**** PROVIDED DATA

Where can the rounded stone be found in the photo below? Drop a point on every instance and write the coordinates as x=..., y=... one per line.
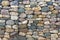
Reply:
x=30, y=38
x=4, y=12
x=9, y=22
x=14, y=17
x=0, y=0
x=5, y=3
x=14, y=3
x=21, y=10
x=49, y=3
x=22, y=15
x=29, y=16
x=45, y=9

********

◆ PROBLEM STATEMENT
Rewrite the material above with "rounded stone" changed to "pebble" and everything else kept the same. Leave out the picture.

◆ RESPONSE TO THE EXERCISE
Where can the pebble be found in the photo below? Drop a point on every instance and write the coordinates as x=..., y=... one per line.
Reply:
x=30, y=38
x=4, y=12
x=9, y=22
x=14, y=17
x=0, y=0
x=5, y=3
x=14, y=3
x=21, y=10
x=49, y=3
x=22, y=15
x=29, y=16
x=45, y=9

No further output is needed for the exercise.